__Prompt__
As an exercise, copy out the entries exactly as written.

__Data provided__
****************

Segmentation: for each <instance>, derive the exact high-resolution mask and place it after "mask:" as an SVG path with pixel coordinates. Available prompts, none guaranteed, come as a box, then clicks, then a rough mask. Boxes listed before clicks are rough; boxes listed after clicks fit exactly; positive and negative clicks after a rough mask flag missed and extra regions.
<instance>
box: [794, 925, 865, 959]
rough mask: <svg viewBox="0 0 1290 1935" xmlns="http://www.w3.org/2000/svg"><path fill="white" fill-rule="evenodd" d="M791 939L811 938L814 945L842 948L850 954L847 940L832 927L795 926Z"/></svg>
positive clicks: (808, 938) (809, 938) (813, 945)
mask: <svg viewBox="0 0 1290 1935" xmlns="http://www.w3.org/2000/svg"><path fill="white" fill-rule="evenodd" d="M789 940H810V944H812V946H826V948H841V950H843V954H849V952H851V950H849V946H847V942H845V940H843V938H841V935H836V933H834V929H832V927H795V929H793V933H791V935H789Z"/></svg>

****************

__Result for this task__
Segmentation: for each <instance>, derive the exact high-resolution mask and place it after "mask:" as an SVG path with pixel coordinates. Available prompts, none guaranteed, come as a box, then clicks, then a rough mask. Boxes listed before clicks are rough; boxes listed after clicks fit exactly; positive and negative clicks after a rough mask flag missed and extra regions.
<instance>
box: [794, 925, 865, 959]
rough mask: <svg viewBox="0 0 1290 1935" xmlns="http://www.w3.org/2000/svg"><path fill="white" fill-rule="evenodd" d="M791 939L811 938L814 945L842 948L850 954L847 940L832 927L795 926Z"/></svg>
positive clicks: (808, 938) (809, 938) (813, 945)
mask: <svg viewBox="0 0 1290 1935" xmlns="http://www.w3.org/2000/svg"><path fill="white" fill-rule="evenodd" d="M789 940H810V944H812V946H826V948H841V950H843V954H849V952H851V950H849V946H847V942H845V940H843V938H841V935H836V933H834V929H832V927H795V929H793V933H791V935H789Z"/></svg>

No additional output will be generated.